* _Source passage_:
# # # #
Skip to content

bgGLUE/bgglue

Repository files navigation

alt text

bgGLUE: Bulgarian Language Evaluation Benchmark

bgGLUE (Bulgarian General Language Understanding Evaluation) is a benchmark for evaluating language models on Natural Language Understanding (NLU) tasks in Bulgarian. The benchmark includes NLU tasks targeting a variety of NLP problems (e.g., natural language inference, fact-checking, named entity recognition, sentiment analysis, question answering, etc.) and machine learning tasks (sequence labeling, document-level classification, and regression).

Leaderboard: https://bgglue.github.io/
Models: https://huggingface.co/bgglue

Getting Started

1. Install

Python

The bgGLUE project dependencies are managed with poetry.

To install poetry you need to run (official instructions):

curl -sSL https://install.python-poetry.org | python3 -

It is also possible to install it using pip install poetry but this is not recommended.

The project requires Python 3.8. If this is the default in your environment you can use poetry shell to create a new venv.

(Optional) you can use codna to create a new environment and set it as poetry's env for that project:

conda create -p envs/bg-glue-benchmark python=3.8

# This command needs to be run from a folder inside the bgglue project
poetry env use envs/bg-glue-benchmark

Installing the dependencies

Then run poetry install, if you want to include weights & biases you need to pass either -E wandb or --all-extras.

If you run with SLURM you need to pass the full python env path to the job. You can resolve it withwhich python inside your virtual environment.

  1. With poetry: poetry run which python or poetry debug info.
# # # #
* _The request_: Render this sentence from the bgGLUE page in German: "The bgGLUE project dependencies are managed with poetry."

* _Entries_:
# # # #
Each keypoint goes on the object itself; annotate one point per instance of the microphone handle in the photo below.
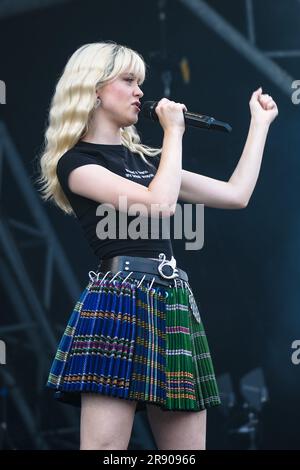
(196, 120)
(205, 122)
# # # #
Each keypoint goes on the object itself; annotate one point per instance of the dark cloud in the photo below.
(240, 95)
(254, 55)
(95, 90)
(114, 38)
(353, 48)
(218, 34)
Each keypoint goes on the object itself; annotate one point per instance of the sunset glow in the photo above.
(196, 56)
# # # #
* _Exercise output_: Die Abhängigkeiten des bgGLUE-Projekts werden mit poetry verwaltet.